Problem details
From the account of the miniatures game, write out the part that opens with the words containing "They had enough" and closes with "store owner’s son.".

Source document
## begin

I went to “Ambush Sunday” at Unique Games & Gifts in Grayslake, Illinois expecting to join in a game featuring Khurasan Miniatures “Felids” attacking a human colony. It seems the kitties decided to nap in the afternoon. Instead Jim Roots and his son had set up a very different game, featuring an armored force (hovertanks and hover APCs carrying powered-armor troops) attacking through an urban area and facing local defense forces backed up by 2 Hammer’s Slammers blowers (hovertanks – nasty and tough) and 4 Hammer’s Slammers combat cars (smaller open-topped hover vehicles with medium arms). This looked like it was gonna be fun!
They had enough forces in the game for each side to be run by three people (convenient since we had 6 people playing). Jim’s son, Will, once again did a bang-up job of running the game. I ended up on the New Londoner side along with Jim and another gentleman. On the other side was the gentleman’s son, whom I keep meeting at these games and whose name I can never remember, the store owner and (I think) the store owner’s son.

## end

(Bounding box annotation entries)
## begin

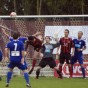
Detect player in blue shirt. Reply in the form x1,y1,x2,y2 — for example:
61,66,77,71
5,33,31,88
71,31,86,78
2,29,27,43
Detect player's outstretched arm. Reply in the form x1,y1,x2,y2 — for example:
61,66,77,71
32,32,41,37
5,48,9,62
2,29,9,37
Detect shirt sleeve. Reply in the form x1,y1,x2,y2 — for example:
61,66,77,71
21,43,24,51
9,36,13,41
83,41,86,48
59,38,62,45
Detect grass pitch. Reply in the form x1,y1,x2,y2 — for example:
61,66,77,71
0,77,88,88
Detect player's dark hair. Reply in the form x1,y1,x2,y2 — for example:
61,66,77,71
12,32,19,39
65,29,69,33
45,36,51,40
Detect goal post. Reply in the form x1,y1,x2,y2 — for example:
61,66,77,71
0,15,88,76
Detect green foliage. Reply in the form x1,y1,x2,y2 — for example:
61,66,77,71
0,0,88,15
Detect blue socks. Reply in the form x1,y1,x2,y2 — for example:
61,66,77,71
81,67,85,78
24,73,29,84
7,72,12,83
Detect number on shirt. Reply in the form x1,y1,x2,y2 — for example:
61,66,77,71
14,43,17,51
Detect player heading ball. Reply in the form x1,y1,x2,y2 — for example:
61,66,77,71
5,32,31,88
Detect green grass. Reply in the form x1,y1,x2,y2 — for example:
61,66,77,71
0,77,88,88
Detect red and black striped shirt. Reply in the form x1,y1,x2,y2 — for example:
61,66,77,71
60,37,74,53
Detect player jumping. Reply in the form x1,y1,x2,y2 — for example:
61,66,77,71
71,31,86,78
59,29,74,77
36,36,62,79
5,33,31,88
25,34,43,74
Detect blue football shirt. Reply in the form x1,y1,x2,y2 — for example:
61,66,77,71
6,40,24,63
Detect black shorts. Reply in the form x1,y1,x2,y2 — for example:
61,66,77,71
59,53,71,64
39,57,56,68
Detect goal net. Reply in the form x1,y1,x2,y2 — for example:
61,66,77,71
0,15,88,76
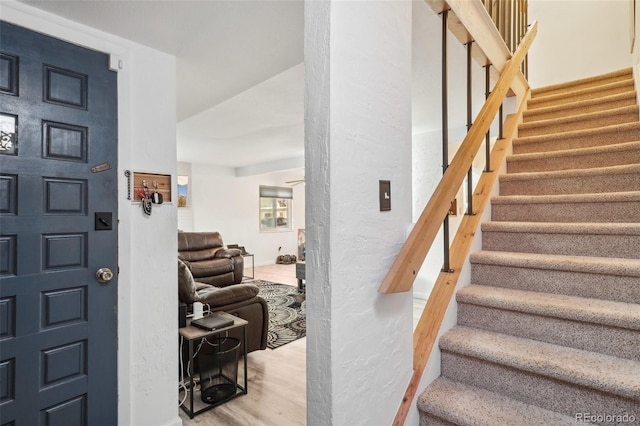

## end

Complete response
They had enough forces in the game for each side to be run by three people (convenient since we had 6 people playing). Jim’s son, Will, once again did a bang-up job of running the game. I ended up on the New Londoner side along with Jim and another gentleman. On the other side was the gentleman’s son, whom I keep meeting at these games and whose name I can never remember, the store owner and (I think) the store owner’s son.